DATA TO PROCESS:
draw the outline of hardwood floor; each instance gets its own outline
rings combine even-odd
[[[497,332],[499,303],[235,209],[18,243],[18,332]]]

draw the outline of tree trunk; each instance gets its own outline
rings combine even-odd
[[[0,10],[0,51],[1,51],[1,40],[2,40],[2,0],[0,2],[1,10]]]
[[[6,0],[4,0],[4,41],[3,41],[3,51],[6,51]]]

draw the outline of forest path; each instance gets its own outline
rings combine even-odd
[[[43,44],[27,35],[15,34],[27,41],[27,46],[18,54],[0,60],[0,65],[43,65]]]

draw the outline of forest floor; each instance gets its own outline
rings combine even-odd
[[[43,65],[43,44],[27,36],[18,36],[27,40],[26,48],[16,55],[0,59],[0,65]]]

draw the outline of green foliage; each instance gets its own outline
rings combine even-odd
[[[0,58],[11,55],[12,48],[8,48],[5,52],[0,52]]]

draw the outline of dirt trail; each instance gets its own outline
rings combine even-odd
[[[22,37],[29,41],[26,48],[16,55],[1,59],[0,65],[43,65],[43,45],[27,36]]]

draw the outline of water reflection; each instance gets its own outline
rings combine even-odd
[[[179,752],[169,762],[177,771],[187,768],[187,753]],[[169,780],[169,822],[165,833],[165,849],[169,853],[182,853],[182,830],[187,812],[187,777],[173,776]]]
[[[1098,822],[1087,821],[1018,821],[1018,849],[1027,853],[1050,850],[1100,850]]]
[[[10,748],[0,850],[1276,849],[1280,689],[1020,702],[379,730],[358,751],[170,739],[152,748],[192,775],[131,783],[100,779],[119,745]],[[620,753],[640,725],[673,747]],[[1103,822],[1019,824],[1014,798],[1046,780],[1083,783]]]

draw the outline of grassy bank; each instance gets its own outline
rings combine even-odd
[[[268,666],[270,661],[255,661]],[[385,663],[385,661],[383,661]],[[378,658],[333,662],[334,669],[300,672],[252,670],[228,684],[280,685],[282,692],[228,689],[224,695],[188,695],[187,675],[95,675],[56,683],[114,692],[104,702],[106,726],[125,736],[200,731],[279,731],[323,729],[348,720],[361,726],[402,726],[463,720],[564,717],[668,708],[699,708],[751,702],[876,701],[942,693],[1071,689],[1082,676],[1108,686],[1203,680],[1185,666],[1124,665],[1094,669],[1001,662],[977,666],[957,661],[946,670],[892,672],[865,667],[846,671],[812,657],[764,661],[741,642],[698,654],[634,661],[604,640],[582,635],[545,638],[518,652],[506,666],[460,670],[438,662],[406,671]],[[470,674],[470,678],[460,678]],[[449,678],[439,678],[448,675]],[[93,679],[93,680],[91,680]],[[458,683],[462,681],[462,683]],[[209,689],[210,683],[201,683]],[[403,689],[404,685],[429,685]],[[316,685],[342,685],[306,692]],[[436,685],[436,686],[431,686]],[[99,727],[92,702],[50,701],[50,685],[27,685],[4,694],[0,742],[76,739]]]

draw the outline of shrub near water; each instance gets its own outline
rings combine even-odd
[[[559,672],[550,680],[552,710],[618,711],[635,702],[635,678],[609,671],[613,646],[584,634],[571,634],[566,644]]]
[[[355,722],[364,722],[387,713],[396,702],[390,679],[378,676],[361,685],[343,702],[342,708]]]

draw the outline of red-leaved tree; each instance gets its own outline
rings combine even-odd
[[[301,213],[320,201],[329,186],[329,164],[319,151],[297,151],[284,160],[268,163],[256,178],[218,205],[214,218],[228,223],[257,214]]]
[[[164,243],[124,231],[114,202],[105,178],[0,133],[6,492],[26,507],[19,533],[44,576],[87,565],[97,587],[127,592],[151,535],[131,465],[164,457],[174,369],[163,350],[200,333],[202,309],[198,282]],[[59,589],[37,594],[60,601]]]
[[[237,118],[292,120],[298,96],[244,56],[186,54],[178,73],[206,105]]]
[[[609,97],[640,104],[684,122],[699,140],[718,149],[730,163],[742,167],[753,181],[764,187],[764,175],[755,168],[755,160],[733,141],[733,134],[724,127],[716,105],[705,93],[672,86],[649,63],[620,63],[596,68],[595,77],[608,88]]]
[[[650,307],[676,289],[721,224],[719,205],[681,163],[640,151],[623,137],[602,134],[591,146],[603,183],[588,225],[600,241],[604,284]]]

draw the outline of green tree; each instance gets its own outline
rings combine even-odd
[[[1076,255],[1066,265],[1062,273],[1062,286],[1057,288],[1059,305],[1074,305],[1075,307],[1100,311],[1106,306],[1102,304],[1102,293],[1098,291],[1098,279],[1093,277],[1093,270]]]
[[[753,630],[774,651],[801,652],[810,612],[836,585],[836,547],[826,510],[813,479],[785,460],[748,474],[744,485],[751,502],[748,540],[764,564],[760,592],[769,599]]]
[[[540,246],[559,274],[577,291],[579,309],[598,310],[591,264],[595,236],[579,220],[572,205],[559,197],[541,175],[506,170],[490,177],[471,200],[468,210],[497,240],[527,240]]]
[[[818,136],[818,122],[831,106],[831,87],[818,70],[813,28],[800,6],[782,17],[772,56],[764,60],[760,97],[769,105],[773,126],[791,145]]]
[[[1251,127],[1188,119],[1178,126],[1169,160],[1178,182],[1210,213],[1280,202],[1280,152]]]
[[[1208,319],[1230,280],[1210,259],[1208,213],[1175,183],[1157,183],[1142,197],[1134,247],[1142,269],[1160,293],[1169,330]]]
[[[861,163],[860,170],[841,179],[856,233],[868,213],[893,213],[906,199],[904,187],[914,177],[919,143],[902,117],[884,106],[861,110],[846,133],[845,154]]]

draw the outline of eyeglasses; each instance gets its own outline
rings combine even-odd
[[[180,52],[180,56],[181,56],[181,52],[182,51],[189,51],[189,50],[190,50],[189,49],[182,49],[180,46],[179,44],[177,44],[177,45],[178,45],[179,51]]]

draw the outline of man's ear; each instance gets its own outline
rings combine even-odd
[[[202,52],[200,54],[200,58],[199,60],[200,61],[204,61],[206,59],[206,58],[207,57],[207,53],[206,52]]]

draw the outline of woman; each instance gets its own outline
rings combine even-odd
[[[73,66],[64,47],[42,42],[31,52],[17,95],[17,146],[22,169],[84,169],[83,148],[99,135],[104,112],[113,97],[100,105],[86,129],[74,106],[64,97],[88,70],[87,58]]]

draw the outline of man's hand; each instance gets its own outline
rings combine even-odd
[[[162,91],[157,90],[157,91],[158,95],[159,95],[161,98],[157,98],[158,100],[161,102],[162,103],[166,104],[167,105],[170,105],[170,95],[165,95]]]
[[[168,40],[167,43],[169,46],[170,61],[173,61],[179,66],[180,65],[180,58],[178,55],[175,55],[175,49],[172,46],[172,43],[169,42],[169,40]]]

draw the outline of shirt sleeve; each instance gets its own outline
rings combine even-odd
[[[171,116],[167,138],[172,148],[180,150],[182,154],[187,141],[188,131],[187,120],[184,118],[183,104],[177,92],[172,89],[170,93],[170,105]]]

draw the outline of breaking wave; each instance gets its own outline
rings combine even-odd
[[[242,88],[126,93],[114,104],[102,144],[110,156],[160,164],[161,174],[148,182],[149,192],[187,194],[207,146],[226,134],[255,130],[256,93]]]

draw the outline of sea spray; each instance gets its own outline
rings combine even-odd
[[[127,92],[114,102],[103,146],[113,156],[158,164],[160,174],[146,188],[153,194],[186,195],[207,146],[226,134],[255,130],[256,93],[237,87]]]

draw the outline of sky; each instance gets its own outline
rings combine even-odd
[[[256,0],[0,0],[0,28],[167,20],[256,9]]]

TO BE DONE: Could you arrange the lines from the one containing "draw the outline of man's hand;" through the end of the rows as a JSON list of strings, with one string per line and blank lines left out?

RESULT OF THE TASK:
[
  "draw the outline of man's hand; each instance gets its own outline",
  "rings combine even-odd",
  "[[[162,91],[157,90],[157,91],[158,95],[159,95],[161,98],[157,98],[158,100],[161,102],[162,103],[166,104],[167,105],[170,105],[170,95],[165,95]]]",
  "[[[168,40],[167,43],[169,46],[170,61],[173,61],[179,66],[180,65],[180,58],[178,55],[175,55],[175,49],[172,46],[172,43],[169,42],[169,40]]]",
  "draw the outline of shirt sleeve; each instance gets its own outline",
  "rings combine even-odd",
  "[[[171,116],[167,138],[172,148],[180,150],[182,154],[187,141],[188,131],[187,120],[184,118],[183,104],[177,92],[172,89],[170,93],[170,105]]]",
  "draw the outline of breaking wave; each instance gets its own outline",
  "rings combine even-odd",
  "[[[242,88],[126,93],[114,104],[102,144],[110,156],[160,164],[161,174],[148,182],[149,192],[187,194],[207,146],[226,134],[255,130],[256,93]]]",
  "draw the outline of sea spray; each instance gets its own outline",
  "rings combine even-odd",
  "[[[127,92],[114,102],[103,146],[113,156],[158,164],[160,174],[146,188],[153,194],[186,195],[207,146],[226,134],[255,130],[256,93],[237,87]]]",
  "draw the outline of sky; each instance gets its own outline",
  "rings combine even-odd",
  "[[[256,0],[0,0],[0,28],[167,20],[256,9]]]"
]